● **YOUR OBJECTIVE**
Find every line in the listing below that contains the word "brown" with the same capitalization, and copy each of those lines out.

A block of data

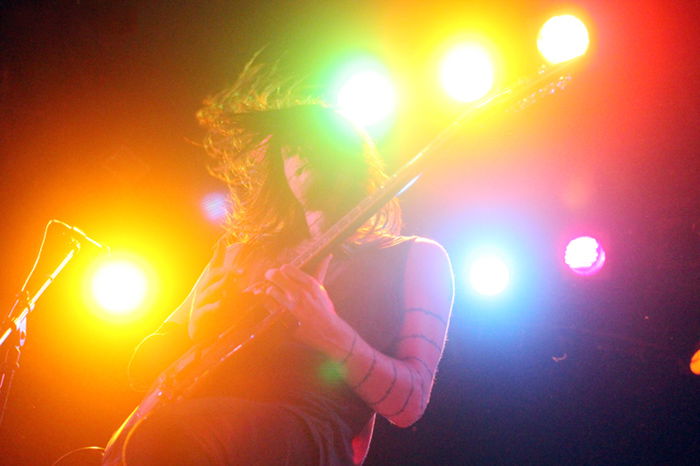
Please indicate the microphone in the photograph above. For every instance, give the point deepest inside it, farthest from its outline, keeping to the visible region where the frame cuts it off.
(80, 236)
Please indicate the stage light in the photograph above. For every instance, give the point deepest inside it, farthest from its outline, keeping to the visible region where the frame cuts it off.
(367, 97)
(216, 207)
(467, 72)
(584, 255)
(562, 38)
(119, 286)
(695, 363)
(489, 274)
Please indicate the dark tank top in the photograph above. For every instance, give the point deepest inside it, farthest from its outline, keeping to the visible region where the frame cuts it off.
(365, 284)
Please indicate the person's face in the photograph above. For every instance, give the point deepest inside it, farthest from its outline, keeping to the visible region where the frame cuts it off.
(316, 183)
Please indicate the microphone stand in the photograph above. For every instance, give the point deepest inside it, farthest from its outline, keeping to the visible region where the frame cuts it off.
(13, 332)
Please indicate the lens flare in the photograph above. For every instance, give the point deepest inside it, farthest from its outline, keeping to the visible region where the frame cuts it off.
(467, 73)
(584, 255)
(366, 97)
(216, 207)
(119, 287)
(489, 275)
(562, 38)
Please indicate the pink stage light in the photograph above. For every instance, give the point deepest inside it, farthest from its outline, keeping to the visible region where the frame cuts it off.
(584, 256)
(216, 207)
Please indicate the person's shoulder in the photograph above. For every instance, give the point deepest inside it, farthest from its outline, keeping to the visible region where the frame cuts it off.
(423, 249)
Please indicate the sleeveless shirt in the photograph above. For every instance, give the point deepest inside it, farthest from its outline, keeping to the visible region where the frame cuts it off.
(366, 287)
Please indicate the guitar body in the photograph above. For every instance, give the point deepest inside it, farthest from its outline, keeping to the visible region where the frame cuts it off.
(181, 378)
(186, 374)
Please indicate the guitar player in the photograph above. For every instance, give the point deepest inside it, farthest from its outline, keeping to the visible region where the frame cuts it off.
(370, 318)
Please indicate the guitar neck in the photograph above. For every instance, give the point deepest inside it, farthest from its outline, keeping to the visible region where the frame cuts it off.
(525, 93)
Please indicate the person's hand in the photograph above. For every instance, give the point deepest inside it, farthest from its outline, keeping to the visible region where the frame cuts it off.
(304, 296)
(208, 313)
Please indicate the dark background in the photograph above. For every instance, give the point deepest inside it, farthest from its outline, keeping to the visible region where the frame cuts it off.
(97, 103)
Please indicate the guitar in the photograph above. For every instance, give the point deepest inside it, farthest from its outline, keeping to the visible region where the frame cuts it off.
(183, 376)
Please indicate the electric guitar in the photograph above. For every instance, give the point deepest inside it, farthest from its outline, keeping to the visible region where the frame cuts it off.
(181, 378)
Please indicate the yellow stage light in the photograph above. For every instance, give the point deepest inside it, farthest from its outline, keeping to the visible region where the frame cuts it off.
(119, 286)
(562, 38)
(366, 97)
(467, 72)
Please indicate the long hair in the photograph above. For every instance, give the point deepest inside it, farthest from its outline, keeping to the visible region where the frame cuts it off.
(246, 126)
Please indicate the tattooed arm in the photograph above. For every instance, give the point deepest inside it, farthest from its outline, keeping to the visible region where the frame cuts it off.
(396, 386)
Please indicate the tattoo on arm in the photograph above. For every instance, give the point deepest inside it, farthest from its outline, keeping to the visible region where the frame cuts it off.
(369, 371)
(422, 363)
(352, 348)
(422, 337)
(388, 390)
(408, 398)
(428, 313)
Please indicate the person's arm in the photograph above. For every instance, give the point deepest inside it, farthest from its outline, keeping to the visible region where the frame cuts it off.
(396, 386)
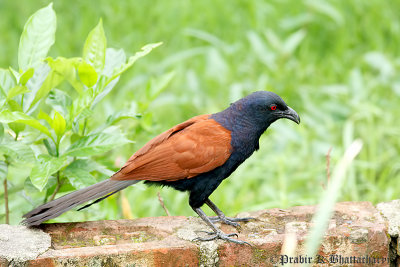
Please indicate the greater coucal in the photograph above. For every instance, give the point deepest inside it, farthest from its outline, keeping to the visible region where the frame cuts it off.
(194, 156)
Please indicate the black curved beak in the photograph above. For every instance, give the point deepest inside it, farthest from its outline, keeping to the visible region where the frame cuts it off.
(291, 114)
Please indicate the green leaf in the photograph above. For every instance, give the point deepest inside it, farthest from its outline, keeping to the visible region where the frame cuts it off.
(87, 74)
(95, 144)
(58, 124)
(44, 116)
(37, 37)
(78, 173)
(34, 84)
(94, 50)
(121, 115)
(82, 103)
(14, 105)
(26, 76)
(16, 127)
(3, 170)
(7, 81)
(7, 116)
(1, 132)
(18, 151)
(52, 80)
(145, 50)
(60, 101)
(66, 68)
(17, 90)
(44, 167)
(114, 59)
(50, 147)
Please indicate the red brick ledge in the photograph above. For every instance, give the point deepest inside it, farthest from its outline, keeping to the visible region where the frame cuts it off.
(357, 229)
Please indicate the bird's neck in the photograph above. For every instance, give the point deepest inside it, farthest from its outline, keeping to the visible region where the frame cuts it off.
(245, 131)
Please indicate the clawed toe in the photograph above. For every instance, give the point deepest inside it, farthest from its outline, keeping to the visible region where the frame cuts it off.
(221, 235)
(230, 221)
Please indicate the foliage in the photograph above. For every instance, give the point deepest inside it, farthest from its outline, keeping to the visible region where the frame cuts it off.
(335, 62)
(45, 130)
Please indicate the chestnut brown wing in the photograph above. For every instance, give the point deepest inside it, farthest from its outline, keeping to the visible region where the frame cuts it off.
(193, 147)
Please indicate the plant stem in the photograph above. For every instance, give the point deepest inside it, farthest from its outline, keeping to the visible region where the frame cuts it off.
(84, 127)
(6, 201)
(57, 187)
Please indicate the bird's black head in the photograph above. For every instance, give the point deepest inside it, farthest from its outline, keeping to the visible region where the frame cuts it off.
(264, 108)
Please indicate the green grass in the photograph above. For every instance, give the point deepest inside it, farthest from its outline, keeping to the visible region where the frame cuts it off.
(336, 62)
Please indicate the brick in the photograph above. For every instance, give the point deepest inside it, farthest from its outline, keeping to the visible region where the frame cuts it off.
(356, 230)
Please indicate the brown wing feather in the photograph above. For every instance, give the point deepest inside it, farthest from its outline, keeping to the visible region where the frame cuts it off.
(186, 150)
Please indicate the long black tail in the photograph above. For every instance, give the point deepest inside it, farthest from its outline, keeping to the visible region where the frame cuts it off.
(60, 205)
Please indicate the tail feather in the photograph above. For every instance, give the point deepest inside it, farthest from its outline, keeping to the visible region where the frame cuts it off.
(60, 205)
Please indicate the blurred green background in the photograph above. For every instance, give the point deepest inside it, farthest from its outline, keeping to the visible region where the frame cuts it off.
(335, 62)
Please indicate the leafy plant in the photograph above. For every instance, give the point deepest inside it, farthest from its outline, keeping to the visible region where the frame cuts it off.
(47, 105)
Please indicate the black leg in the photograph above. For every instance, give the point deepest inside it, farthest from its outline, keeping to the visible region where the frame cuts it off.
(222, 218)
(216, 233)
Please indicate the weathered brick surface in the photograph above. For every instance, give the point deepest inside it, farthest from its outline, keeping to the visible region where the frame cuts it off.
(356, 230)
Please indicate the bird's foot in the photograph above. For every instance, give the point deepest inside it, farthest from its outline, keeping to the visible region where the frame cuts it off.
(230, 221)
(221, 235)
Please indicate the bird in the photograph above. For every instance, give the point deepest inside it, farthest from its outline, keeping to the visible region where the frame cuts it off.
(194, 156)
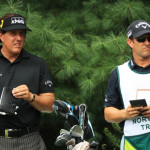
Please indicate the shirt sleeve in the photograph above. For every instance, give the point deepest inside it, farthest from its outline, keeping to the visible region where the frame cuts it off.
(46, 84)
(112, 96)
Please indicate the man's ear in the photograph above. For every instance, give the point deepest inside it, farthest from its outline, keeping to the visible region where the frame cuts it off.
(130, 43)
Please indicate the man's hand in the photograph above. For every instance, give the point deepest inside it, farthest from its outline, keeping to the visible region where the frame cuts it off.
(22, 91)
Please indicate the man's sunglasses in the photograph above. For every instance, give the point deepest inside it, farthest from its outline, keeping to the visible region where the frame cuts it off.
(143, 39)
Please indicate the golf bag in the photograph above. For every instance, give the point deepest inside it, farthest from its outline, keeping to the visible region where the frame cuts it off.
(79, 128)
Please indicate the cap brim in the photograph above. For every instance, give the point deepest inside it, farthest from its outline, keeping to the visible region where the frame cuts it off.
(16, 27)
(141, 33)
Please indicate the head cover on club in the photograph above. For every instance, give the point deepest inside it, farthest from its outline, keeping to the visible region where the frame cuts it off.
(76, 131)
(62, 139)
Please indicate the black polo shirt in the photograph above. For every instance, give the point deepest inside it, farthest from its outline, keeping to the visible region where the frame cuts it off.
(29, 70)
(112, 96)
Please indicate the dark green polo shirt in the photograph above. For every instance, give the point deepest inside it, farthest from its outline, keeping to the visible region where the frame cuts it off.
(29, 70)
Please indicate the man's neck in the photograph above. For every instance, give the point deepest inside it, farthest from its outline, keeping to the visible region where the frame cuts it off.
(10, 56)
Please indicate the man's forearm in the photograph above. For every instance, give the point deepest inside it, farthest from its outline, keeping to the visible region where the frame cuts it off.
(43, 102)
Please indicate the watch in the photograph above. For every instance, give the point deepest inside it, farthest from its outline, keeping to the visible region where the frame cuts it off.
(33, 99)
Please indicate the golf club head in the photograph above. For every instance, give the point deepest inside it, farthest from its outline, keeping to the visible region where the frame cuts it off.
(76, 131)
(71, 142)
(63, 131)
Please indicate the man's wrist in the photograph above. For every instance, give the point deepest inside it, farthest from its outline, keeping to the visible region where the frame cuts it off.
(33, 99)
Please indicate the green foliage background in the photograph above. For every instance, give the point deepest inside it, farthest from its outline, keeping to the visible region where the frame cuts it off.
(82, 41)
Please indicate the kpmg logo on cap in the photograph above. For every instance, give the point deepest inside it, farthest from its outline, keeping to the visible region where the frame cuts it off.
(142, 24)
(129, 33)
(15, 20)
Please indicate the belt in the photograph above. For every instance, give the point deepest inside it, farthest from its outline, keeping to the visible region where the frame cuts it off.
(14, 133)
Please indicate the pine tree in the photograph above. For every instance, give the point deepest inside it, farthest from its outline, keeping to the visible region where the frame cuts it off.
(82, 41)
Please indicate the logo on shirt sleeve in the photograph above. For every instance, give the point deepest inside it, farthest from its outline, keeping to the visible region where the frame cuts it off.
(49, 83)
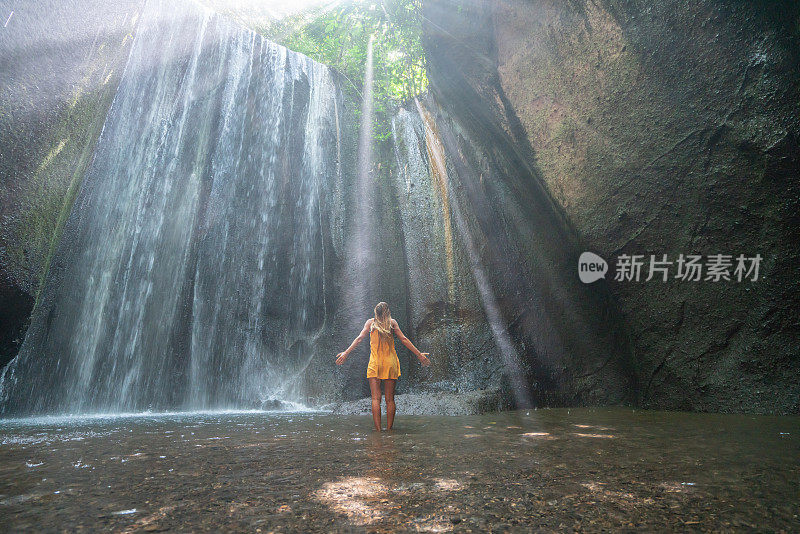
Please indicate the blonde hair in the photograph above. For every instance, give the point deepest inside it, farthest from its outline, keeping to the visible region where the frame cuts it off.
(383, 319)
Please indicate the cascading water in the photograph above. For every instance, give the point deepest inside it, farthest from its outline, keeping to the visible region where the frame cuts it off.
(191, 271)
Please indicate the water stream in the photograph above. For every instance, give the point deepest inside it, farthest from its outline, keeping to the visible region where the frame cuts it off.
(191, 273)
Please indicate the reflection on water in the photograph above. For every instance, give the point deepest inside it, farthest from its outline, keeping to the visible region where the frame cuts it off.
(551, 469)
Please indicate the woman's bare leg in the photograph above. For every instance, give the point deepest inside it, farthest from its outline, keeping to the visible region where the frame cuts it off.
(375, 389)
(389, 387)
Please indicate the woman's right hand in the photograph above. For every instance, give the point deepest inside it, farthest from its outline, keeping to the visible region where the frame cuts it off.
(423, 359)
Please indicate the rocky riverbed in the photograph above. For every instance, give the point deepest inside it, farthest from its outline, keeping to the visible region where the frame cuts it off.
(554, 469)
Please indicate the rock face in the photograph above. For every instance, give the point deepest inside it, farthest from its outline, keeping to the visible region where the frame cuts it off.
(658, 129)
(61, 66)
(208, 262)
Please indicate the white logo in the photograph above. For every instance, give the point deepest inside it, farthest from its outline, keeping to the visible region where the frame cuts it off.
(591, 267)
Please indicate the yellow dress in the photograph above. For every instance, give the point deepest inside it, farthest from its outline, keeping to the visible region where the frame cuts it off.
(383, 361)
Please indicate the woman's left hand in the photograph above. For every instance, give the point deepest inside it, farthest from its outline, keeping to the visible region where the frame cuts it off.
(423, 359)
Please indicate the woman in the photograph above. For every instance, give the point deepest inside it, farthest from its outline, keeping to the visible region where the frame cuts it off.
(383, 363)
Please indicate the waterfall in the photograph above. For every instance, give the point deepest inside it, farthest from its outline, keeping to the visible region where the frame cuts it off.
(191, 272)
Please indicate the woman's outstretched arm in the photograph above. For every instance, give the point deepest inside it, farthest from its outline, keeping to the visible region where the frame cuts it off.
(342, 356)
(423, 356)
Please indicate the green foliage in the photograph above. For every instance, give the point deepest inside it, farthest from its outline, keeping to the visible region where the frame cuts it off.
(338, 35)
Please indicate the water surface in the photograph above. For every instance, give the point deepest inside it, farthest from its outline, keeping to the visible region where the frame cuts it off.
(554, 469)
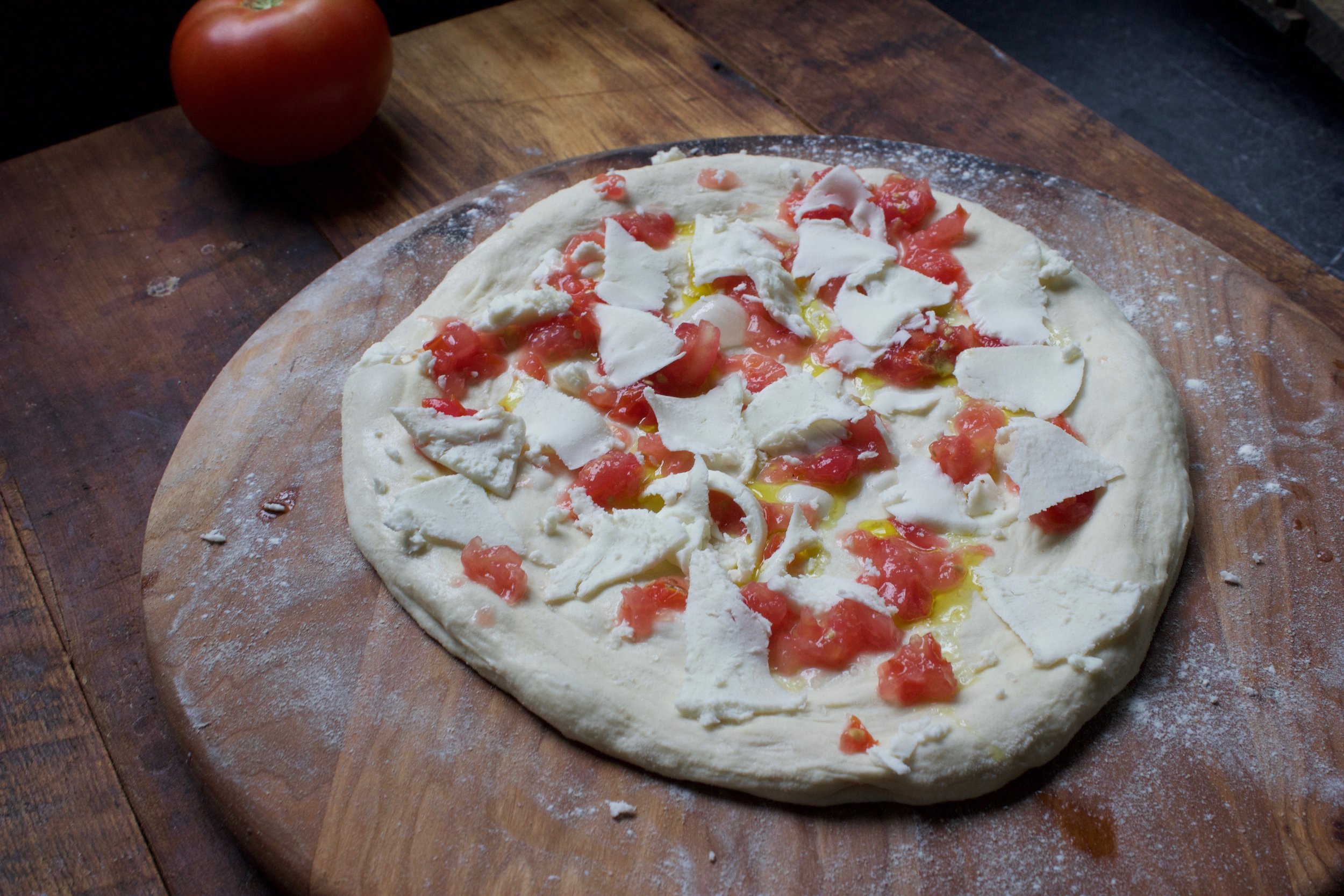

● **RESPONSE**
Please indicate the chestnut brown wing in the photograph above. For every instance, give the point deepest inside it, farthest from its outline, keeping to the visible region where the frame cuts it off.
Please indicate the brown wing feather in the photograph above. For every instance, give the point deepest inside it, farthest from its outline, keeping to the visible region where the frame cuts it off.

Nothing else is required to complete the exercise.